● **Written instruction**:
Copy out the stretch of the records from the line containing "of the foliage" through the end of the records, word for word. Leave out the pictures.

● **Data extract**:
■ ■ ■ ■ ■ ■ ■

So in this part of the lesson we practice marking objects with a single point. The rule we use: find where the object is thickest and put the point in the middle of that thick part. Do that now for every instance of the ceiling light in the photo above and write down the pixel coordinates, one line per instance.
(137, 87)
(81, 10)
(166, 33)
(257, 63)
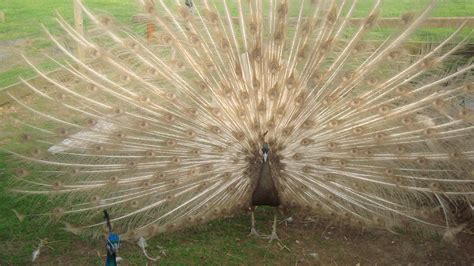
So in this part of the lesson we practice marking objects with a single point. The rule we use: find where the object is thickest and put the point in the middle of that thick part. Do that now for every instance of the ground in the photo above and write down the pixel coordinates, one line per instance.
(304, 241)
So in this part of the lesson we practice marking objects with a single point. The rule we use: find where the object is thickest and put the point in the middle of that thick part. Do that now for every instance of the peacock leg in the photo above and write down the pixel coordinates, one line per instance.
(273, 235)
(253, 230)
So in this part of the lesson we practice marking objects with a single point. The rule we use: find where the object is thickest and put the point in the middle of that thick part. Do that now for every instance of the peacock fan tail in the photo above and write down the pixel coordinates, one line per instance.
(167, 132)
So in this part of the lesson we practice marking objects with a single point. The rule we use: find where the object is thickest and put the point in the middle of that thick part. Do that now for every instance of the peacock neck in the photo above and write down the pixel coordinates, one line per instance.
(265, 192)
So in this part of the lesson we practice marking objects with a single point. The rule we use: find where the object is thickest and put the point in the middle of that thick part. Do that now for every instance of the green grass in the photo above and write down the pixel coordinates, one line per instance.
(220, 242)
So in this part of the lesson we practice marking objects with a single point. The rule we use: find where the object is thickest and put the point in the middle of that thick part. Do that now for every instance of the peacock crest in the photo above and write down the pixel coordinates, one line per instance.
(181, 128)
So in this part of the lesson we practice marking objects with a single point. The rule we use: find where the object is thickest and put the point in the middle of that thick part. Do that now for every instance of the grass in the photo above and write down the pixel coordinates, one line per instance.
(222, 241)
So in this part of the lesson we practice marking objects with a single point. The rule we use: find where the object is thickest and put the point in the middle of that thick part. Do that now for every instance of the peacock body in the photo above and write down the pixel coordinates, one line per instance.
(234, 104)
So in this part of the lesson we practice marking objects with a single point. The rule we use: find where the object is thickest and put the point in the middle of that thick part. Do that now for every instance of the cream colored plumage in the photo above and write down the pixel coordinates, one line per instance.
(166, 133)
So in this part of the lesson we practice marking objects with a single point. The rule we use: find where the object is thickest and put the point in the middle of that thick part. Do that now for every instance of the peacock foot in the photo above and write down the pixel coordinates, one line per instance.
(254, 232)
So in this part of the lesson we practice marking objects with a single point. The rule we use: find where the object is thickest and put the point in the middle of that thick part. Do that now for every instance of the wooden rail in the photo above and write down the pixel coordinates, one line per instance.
(440, 22)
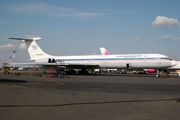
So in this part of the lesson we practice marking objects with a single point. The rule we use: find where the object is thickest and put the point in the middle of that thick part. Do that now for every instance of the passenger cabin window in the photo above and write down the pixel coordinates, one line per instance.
(167, 58)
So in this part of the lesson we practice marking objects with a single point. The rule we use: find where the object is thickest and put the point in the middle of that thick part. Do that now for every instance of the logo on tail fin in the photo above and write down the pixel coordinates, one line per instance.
(34, 47)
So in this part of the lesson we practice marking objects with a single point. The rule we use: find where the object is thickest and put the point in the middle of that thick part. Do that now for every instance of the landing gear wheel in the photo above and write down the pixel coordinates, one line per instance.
(157, 75)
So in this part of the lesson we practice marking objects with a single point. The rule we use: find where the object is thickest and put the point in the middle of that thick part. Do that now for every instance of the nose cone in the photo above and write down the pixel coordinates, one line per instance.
(173, 63)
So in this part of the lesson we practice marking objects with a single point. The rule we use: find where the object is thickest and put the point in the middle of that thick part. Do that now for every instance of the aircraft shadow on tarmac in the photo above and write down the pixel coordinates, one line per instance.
(131, 75)
(12, 80)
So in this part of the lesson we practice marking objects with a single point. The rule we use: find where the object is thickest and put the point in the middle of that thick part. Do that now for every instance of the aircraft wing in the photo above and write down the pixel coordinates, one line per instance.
(66, 65)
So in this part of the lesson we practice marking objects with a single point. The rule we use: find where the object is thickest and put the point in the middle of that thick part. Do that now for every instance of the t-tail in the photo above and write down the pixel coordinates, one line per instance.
(104, 51)
(34, 50)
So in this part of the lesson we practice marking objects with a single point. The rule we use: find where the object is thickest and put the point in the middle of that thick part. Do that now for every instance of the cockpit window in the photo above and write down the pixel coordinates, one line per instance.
(167, 58)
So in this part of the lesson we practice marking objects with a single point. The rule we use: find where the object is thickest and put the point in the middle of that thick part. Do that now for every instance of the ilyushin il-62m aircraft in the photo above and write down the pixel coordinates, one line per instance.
(83, 62)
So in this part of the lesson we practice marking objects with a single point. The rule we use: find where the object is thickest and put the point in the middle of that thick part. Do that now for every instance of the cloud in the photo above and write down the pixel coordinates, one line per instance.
(31, 34)
(22, 46)
(136, 39)
(165, 22)
(177, 38)
(36, 32)
(171, 37)
(7, 47)
(43, 8)
(168, 36)
(2, 21)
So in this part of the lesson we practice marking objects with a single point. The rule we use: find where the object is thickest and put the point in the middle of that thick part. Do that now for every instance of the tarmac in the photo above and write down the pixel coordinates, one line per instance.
(89, 97)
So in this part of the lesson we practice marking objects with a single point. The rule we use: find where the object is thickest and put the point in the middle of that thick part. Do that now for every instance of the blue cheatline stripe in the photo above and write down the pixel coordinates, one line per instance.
(101, 59)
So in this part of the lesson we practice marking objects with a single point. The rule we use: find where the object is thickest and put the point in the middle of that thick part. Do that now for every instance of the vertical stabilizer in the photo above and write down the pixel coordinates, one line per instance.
(34, 50)
(104, 51)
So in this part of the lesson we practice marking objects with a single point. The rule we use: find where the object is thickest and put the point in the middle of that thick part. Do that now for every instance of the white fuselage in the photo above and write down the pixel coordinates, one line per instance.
(116, 61)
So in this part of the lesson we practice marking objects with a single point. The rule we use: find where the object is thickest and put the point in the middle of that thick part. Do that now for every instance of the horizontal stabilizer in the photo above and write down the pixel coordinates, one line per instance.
(30, 39)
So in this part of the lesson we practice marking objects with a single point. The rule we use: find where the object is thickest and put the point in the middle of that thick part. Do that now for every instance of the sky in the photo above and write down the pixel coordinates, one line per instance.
(81, 27)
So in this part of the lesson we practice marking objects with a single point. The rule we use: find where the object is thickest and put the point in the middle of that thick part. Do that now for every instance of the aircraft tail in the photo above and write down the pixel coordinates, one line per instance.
(34, 50)
(104, 51)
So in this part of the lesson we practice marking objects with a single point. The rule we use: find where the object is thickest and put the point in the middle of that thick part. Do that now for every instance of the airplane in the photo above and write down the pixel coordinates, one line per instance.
(176, 67)
(83, 62)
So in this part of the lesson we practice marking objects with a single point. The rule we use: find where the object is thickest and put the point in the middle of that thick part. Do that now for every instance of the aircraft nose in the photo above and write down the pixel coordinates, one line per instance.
(173, 63)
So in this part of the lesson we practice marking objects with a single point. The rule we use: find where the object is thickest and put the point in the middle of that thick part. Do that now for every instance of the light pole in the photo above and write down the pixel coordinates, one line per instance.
(10, 62)
(14, 59)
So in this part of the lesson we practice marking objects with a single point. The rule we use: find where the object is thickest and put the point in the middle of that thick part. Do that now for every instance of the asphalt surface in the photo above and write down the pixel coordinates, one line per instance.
(89, 97)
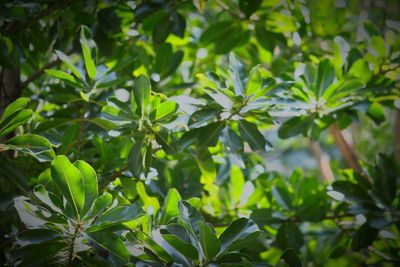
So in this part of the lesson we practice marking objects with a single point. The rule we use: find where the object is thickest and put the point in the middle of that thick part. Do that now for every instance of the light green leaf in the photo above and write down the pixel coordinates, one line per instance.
(325, 77)
(89, 183)
(66, 77)
(186, 249)
(33, 145)
(208, 240)
(86, 49)
(170, 207)
(100, 204)
(117, 215)
(164, 110)
(252, 135)
(141, 90)
(111, 243)
(209, 135)
(10, 124)
(207, 166)
(190, 217)
(69, 182)
(64, 58)
(238, 235)
(255, 81)
(17, 105)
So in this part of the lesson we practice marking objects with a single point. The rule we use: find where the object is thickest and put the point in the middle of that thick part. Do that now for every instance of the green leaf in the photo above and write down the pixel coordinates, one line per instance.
(66, 77)
(215, 31)
(364, 236)
(376, 112)
(291, 258)
(249, 6)
(239, 234)
(141, 90)
(69, 182)
(255, 81)
(99, 205)
(186, 249)
(208, 240)
(252, 135)
(89, 183)
(190, 217)
(33, 145)
(162, 29)
(165, 110)
(163, 57)
(37, 236)
(64, 58)
(289, 236)
(234, 142)
(209, 134)
(111, 243)
(282, 195)
(359, 69)
(206, 165)
(18, 105)
(135, 159)
(87, 54)
(117, 215)
(10, 124)
(325, 77)
(48, 198)
(170, 207)
(295, 126)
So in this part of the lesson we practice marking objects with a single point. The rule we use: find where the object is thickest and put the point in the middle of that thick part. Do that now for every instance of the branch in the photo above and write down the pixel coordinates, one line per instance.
(396, 130)
(13, 28)
(322, 160)
(39, 72)
(346, 150)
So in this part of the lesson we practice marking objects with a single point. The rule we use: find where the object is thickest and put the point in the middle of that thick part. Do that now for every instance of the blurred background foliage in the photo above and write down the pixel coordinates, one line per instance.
(234, 132)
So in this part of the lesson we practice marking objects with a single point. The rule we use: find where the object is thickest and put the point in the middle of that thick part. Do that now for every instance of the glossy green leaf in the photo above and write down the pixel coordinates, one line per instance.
(209, 135)
(33, 145)
(170, 207)
(294, 126)
(255, 81)
(10, 124)
(87, 54)
(190, 217)
(165, 110)
(289, 236)
(89, 183)
(61, 75)
(69, 182)
(117, 215)
(208, 240)
(252, 135)
(48, 198)
(291, 258)
(325, 76)
(239, 234)
(364, 237)
(111, 243)
(206, 165)
(141, 90)
(64, 58)
(186, 249)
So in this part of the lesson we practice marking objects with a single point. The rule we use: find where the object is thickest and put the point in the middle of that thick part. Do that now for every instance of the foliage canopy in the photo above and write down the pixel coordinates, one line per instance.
(200, 133)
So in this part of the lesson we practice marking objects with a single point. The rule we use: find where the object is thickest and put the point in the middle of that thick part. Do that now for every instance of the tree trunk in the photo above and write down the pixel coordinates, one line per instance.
(345, 149)
(10, 87)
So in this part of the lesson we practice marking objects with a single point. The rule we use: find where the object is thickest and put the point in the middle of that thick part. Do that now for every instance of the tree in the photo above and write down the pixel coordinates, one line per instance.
(194, 133)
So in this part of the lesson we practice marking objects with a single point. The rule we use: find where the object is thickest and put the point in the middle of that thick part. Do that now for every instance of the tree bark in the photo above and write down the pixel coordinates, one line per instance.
(346, 150)
(397, 136)
(10, 87)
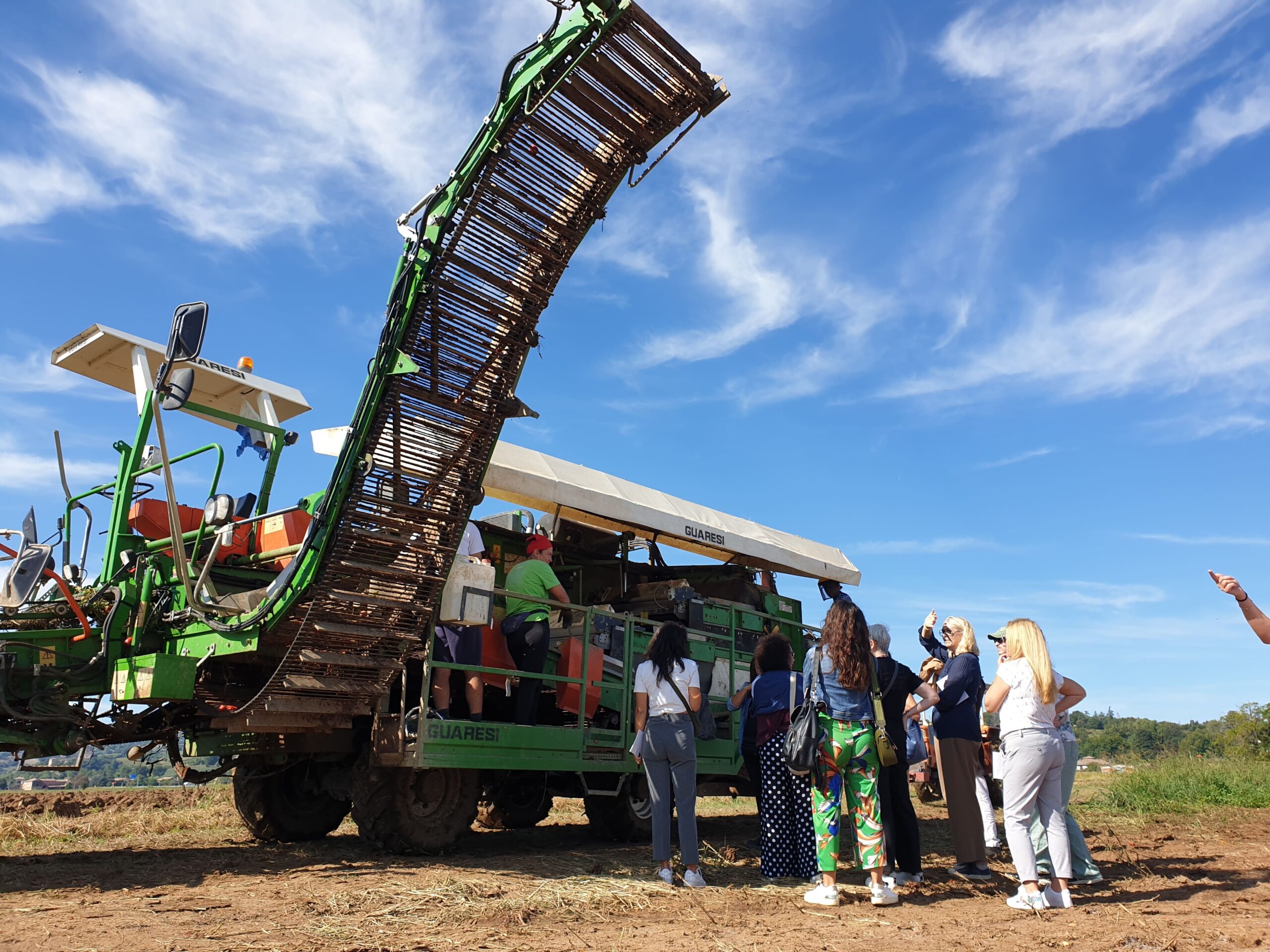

■ ■ ■ ■ ■ ■ ■

● **Response to this exercise**:
So in this part of the lesson we practice marking objects with a single point. The rule we use: find where the object is thickest and put the point in the middle of that thick part. Do that now for every instance of the foliage canopy in the photo above and write down the pixel coordinates, one line per instance.
(200, 133)
So in this part of the lesson we practice marking objects with a single point. The rule we use: find where the object is thickest and put the point in the middle of that thick part. Do that now for every instance of the tree trunk in the photo above and write down the pixel coordinates, one line per instance.
(345, 149)
(10, 87)
So in this part of the lesson we practice marking objects with a single point. The rule we use: find where the object is thickest and put the point in the middle of that thick part. Do that now for every instance of the tree in the photo above and write down the pixel coordinates, one line per instance.
(194, 133)
So in this part of the lesson we practice marking objects with a single point. The rule we use: find where the object is thickest and put the point in the middle of that thick part. Do that now for every instance of the tree bark in the photo above and write down the pixel coordinates, one line per instance.
(346, 150)
(397, 136)
(10, 87)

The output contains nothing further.